----- AUSGANGSTEXT -----

Sachkundenachweis – wirklich eine Anerkennung des Betreuerberufs?

Ab 2023 kann als Berufs- oder Vereinsbetreuer neu nur tätig werden, wer im Rahmen des Registrierungsverfahrens einen Sachkundenachweis erbringt. Das gilt auch für diejenigen, die schon seit dem 1.1.2020 berufsmäßig tätig, sie müssen bis Jahresende 2023 den Sachkundenachweis erbringen. Befreit davon sind nur die schon vor dem 1.1.2020 beruflich Betreuenden, sie haben Bestandsschutz.

Mit welchen geprüften Kenntnissen über das Betreuungsrecht, das Sozialleistungssystem und unterstützende Kommunikation der Sachkundenachweis erbracht wird und ob anstelle geprüfter Kenntnisse aus Studium oder Ausbildung das Bestehen einer echten Sachkundeprüfung verlangt werden kann, entscheidet sich im aktuellen Verfahren über eine Rechtsverordnung der Bundesregierung. Der muss aber der Bundesrat zustimmen, also wird nichts gegen den Willen der Länderjustizminister verordnet werden.

Und die haben sich immer wieder für möglichst niedrige Qualifikationsanforderungen ausgesprochen. Das Bundesjustizministerium hat den Sachkundenachweis in § 32 Betreuungsorganisationsgesetz (BtOG) dem der Rentenberater und der Inkassodienstleister im Rechtsdienstleistungsgesetz (RDG) nachgebildet – aber die entscheidende Formulierung „ein Zeugnis über einen erfolgreich absolvierten Sachkundelehrgang“ aus der RDG-Gesetzesbegründung fehlt in der Begründung zum BtOG.

----- DATENTEIL -----

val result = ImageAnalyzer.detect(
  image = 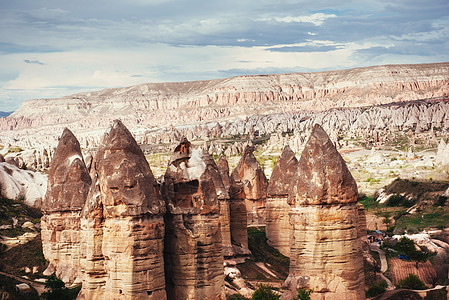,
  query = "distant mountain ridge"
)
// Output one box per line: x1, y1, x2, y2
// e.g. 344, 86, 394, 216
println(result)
0, 111, 13, 118
0, 62, 449, 130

-----

■ **AUFGABE**:
Wer ist laut dem Ausgangstext vom Sachkundenachweis befreit?

■ **ANTWORT**:
Wer schon vor dem 1.1.2020 beruflich als Betreuer tätig war, denn diese Personen haben Bestandsschutz.